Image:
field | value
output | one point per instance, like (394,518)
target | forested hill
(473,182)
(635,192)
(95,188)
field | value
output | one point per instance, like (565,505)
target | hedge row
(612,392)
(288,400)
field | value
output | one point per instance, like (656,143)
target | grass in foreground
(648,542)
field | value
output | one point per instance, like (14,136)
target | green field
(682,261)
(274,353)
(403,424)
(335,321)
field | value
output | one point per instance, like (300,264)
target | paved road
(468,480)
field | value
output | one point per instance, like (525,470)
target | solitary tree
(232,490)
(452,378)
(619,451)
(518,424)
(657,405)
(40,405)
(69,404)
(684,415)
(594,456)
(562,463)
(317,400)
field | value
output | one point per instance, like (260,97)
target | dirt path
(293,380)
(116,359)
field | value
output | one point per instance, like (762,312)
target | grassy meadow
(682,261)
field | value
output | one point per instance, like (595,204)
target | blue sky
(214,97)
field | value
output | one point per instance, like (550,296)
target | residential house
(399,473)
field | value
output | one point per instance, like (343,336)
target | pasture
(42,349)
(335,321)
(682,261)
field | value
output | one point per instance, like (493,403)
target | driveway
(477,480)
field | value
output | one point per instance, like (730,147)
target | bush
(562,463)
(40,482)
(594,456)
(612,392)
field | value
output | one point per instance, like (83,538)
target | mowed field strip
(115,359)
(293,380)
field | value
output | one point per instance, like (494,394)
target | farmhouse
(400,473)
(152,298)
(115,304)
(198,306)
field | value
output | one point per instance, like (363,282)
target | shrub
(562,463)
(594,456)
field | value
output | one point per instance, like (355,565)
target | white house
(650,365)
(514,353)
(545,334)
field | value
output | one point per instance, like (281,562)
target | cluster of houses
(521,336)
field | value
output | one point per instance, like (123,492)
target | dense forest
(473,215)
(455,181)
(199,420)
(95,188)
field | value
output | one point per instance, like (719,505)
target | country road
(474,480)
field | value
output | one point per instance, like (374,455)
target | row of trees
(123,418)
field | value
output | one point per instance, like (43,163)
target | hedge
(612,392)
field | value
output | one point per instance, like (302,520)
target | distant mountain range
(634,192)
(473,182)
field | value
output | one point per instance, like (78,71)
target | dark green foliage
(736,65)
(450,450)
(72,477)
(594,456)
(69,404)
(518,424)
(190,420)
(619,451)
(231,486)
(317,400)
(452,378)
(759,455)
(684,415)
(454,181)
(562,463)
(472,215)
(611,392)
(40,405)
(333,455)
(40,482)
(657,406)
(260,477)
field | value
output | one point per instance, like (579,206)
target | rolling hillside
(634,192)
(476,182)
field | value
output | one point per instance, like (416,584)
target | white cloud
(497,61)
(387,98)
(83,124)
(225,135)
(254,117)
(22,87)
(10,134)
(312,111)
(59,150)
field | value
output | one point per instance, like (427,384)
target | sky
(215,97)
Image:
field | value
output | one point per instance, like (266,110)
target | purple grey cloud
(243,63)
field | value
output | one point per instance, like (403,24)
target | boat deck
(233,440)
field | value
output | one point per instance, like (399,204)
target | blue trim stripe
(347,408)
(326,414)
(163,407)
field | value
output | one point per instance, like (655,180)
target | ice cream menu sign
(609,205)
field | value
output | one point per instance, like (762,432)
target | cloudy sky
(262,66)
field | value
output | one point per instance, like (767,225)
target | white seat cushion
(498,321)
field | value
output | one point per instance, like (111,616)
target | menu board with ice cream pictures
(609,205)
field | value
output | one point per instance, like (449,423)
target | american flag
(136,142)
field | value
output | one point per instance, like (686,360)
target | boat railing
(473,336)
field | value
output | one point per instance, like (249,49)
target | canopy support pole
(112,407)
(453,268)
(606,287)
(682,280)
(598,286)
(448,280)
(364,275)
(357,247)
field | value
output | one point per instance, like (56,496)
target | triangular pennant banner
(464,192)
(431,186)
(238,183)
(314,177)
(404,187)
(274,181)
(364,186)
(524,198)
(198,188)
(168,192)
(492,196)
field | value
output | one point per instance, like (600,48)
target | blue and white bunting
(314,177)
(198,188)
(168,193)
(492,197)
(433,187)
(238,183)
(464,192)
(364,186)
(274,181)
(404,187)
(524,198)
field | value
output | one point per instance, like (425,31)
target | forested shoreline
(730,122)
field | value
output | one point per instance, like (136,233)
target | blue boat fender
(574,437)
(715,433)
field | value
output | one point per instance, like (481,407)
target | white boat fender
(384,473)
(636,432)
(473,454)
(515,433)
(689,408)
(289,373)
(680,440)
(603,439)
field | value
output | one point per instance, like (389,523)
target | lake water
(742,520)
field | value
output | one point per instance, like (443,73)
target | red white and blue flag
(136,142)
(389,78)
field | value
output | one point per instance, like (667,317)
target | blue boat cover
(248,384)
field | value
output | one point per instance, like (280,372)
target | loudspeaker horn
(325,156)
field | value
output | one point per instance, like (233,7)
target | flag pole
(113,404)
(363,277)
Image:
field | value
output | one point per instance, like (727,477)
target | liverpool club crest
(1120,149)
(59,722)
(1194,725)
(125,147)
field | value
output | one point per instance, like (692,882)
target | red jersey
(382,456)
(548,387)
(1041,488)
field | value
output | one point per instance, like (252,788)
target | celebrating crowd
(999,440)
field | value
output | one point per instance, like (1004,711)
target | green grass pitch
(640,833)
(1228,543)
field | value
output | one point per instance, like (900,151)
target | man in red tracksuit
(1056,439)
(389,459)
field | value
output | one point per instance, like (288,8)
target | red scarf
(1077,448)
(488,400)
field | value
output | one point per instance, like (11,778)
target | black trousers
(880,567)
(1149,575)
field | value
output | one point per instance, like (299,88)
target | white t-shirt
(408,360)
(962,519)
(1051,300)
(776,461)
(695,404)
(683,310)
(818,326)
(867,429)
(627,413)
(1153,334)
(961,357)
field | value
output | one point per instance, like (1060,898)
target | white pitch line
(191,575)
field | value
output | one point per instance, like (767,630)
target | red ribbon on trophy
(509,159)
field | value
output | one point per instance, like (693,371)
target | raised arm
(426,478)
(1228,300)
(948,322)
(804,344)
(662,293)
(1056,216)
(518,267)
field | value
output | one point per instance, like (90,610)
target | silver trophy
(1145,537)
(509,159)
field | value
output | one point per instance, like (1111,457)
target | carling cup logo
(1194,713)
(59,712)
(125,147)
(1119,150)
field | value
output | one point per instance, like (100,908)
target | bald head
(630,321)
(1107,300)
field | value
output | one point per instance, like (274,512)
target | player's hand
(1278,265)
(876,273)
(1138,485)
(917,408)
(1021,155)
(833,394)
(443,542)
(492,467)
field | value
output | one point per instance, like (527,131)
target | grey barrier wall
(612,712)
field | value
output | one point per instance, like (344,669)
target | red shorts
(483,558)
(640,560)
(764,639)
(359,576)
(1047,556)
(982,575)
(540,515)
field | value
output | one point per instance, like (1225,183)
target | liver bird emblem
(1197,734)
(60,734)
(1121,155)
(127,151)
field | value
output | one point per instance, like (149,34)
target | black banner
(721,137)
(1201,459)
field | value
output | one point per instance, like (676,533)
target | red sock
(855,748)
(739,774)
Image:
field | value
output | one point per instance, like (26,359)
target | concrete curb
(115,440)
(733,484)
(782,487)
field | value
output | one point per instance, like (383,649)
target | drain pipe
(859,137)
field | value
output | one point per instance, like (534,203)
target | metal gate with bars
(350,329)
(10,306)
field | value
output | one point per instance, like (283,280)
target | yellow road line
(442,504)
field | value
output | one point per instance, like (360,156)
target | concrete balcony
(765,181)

> **What needs to be done**
Each line above must be reproduced exactly as it stands.

> **The result**
Image:
field | value
output | one point per instance, like (394,518)
target | forested hill
(473,182)
(635,192)
(95,188)
field | value
output | one point per instance, like (565,505)
target | hedge row
(612,392)
(288,400)
field | value
output | one point per instance, like (656,143)
target | grass in foreground
(648,542)
field | value
output | one point per instance, like (14,136)
target | green field
(682,261)
(274,353)
(403,424)
(335,321)
field | value
output | one point per instance, like (300,264)
target | paved road
(468,480)
field | value
output | one point per instance, like (525,470)
target | solitary tree
(232,490)
(452,378)
(619,451)
(518,424)
(657,405)
(40,405)
(69,404)
(684,415)
(594,456)
(562,463)
(317,400)
field | value
output | one point per instance, like (260,97)
target | dirt path
(293,380)
(116,359)
field | value
output | one point per instance, like (762,312)
target | grassy meadow
(682,261)
field | value
output | one point per instance, like (595,204)
target | blue sky
(214,97)
field | value
output | one point per instance, like (550,296)
target | residential house
(399,473)
field | value
output | one point per instance, like (343,336)
target | pasture
(42,349)
(335,321)
(682,261)
field | value
output | one point per instance, like (493,403)
target | driveway
(477,480)
field | value
output | one point per instance, like (730,147)
target | bush
(562,463)
(40,482)
(594,456)
(612,392)
field | value
output | one point per instance, like (83,538)
target | mowed field strip
(115,359)
(293,380)
field | value
output | one point per instance, like (494,394)
target | farmhouse
(400,473)
(152,298)
(115,304)
(198,306)
field | value
output | one point per instance, like (363,282)
target | shrub
(562,463)
(594,456)
field | value
output | one point per instance, like (355,565)
target | white house
(650,365)
(514,353)
(545,334)
field | value
output | one point per instance, like (281,562)
target | cluster of houses
(521,336)
field | value
output | one point per instance, like (123,492)
target | dense forest
(473,215)
(455,181)
(199,420)
(95,188)
field | value
output | one point per instance, like (719,505)
target | country road
(474,480)
field | value
output | one point per instance, like (374,455)
target | row of trees
(123,418)
field | value
output | one point per instance, like (43,163)
target | hedge
(612,392)
field | value
output | one point per instance, like (302,520)
target | distant mountain range
(634,192)
(473,182)
field | value
output | one point per instance, like (78,71)
target | dark green foliage
(736,65)
(450,450)
(72,477)
(594,456)
(69,404)
(518,424)
(190,420)
(619,451)
(231,486)
(317,400)
(452,378)
(759,455)
(684,415)
(454,181)
(562,463)
(472,215)
(611,392)
(40,405)
(333,455)
(40,482)
(657,406)
(260,477)
field | value
output | one point per instance, like (579,206)
target | rolling hillside
(634,192)
(476,182)
field | value
output | one point per instance, like (416,584)
target | white cloud
(497,61)
(387,98)
(83,124)
(225,135)
(254,117)
(22,87)
(10,134)
(312,111)
(59,150)
field | value
output | one point per instance, like (427,384)
target | sky
(215,97)
Image:
field | value
output | one point per instance, like (266,110)
target | purple grey cloud
(243,63)
field | value
output | one point per instance, like (403,24)
target | boat deck
(233,440)
field | value
output | one point per instance, like (399,204)
target | blue trim stripe
(347,408)
(326,414)
(163,407)
field | value
output | one point per instance, like (655,180)
target | ice cream menu sign
(609,205)
field | value
output | one point per instance, like (762,432)
target | cloudy sky
(262,66)
field | value
output | one point per instance, like (767,225)
target | white seat cushion
(498,321)
field | value
output | one point per instance, like (111,616)
target | menu board with ice cream pictures
(609,205)
field | value
output | one point per instance, like (449,423)
target | american flag
(136,142)
field | value
output | one point per instance, like (686,360)
target | boat railing
(473,336)
field | value
output | one point per instance, like (249,49)
target | canopy support pole
(112,407)
(453,268)
(606,287)
(682,280)
(598,286)
(448,280)
(364,275)
(357,247)
field | value
output | one point per instance, like (56,496)
target | triangular pennant banner
(464,192)
(431,186)
(238,183)
(314,177)
(404,187)
(274,181)
(364,186)
(524,198)
(198,188)
(168,192)
(492,196)
field | value
output | one point per instance, like (600,48)
target | blue and white bunting
(314,177)
(198,188)
(168,193)
(492,197)
(433,187)
(238,183)
(464,192)
(364,186)
(274,181)
(404,187)
(524,198)
field | value
output | one point per instance, like (425,31)
target | forested shoreline
(730,122)
field | value
output | one point per instance, like (136,233)
target | blue boat fender
(574,437)
(715,433)
field | value
output | one point per instance, like (481,407)
target | white boat fender
(384,473)
(636,432)
(473,454)
(515,433)
(689,408)
(289,373)
(680,440)
(603,439)
field | value
output | one point per instance, like (389,523)
target | lake water
(742,520)
field | value
output | one point per instance, like (443,73)
target | red white and blue flag
(136,142)
(389,78)
field | value
output | one point per instance, like (667,317)
target | blue boat cover
(248,384)
field | value
output | one point per instance, like (280,372)
target | loudspeaker horn
(325,156)
field | value
output | one point per instance, like (233,7)
target | flag pole
(113,404)
(363,277)
Image:
field | value
output | one point per instance, like (727,477)
target | liverpool club crest
(1120,149)
(59,722)
(1194,725)
(125,147)
field | value
output | one point per instance, like (692,882)
target | red jersey
(382,456)
(548,387)
(1041,488)
field | value
output | one point per instance, like (252,788)
target | celebrating crowd
(999,440)
field | value
output | one point per instance, like (1004,711)
target | green grass pitch
(640,833)
(1228,543)
field | value
output | one point per instance, like (900,151)
target | man in red tracksuit
(1056,439)
(389,459)
field | value
output | one point per instance, like (288,8)
target | red scarf
(1077,448)
(488,400)
field | value
output | one point per instance, like (11,778)
target | black trousers
(880,567)
(1149,575)
field | value
output | one point per instance, like (299,88)
target | white t-shirt
(408,360)
(962,519)
(1051,300)
(776,461)
(695,404)
(683,310)
(818,326)
(867,429)
(627,413)
(1153,334)
(961,357)
field | value
output | one point per instance, like (1060,898)
target | white pitch line
(191,575)
field | value
output | one point per instance, like (767,630)
target | red ribbon on trophy
(509,159)
field | value
output | one point per instance, like (693,371)
target | raised arm
(426,478)
(1228,300)
(948,322)
(804,344)
(662,293)
(1056,216)
(518,267)
field | value
output | one point per instance, like (90,610)
target | silver trophy
(1145,537)
(509,159)
field | value
output | one point per instance, like (1111,457)
target | carling cup logo
(1194,713)
(59,712)
(125,147)
(1119,150)
field | value
output | one point per instance, like (100,908)
target | bald head
(630,321)
(1107,300)
field | value
output | one point per instance, like (274,512)
target | player's hand
(1278,265)
(876,273)
(1138,485)
(917,408)
(1021,155)
(833,394)
(443,542)
(492,467)
field | value
output | one point per instance, like (527,131)
target | grey barrier wall
(612,712)
field | value
output | one point per instance, like (344,669)
target | red shorts
(483,558)
(640,560)
(764,639)
(359,576)
(1047,556)
(982,575)
(540,515)
field | value
output | one point per instance, like (1225,183)
target | liver bird emblem
(1197,734)
(60,734)
(1121,155)
(127,151)
field | value
output | one point per instance, like (149,34)
target | black banner
(721,137)
(1201,459)
field | value
output | one point per instance, like (676,533)
target | red sock
(855,748)
(739,774)
Image:
field | value
output | one point per instance, like (26,359)
target | concrete curb
(115,440)
(733,484)
(782,487)
field | value
output | one point per instance, like (383,649)
target | drain pipe
(859,137)
field | value
output | one point per instance, like (534,203)
target | metal gate with bars
(350,329)
(10,306)
field | value
output | one point per instance, like (283,280)
target | yellow road line
(442,504)
field | value
output | one point per instance, like (360,156)
target | concrete balcony
(765,181)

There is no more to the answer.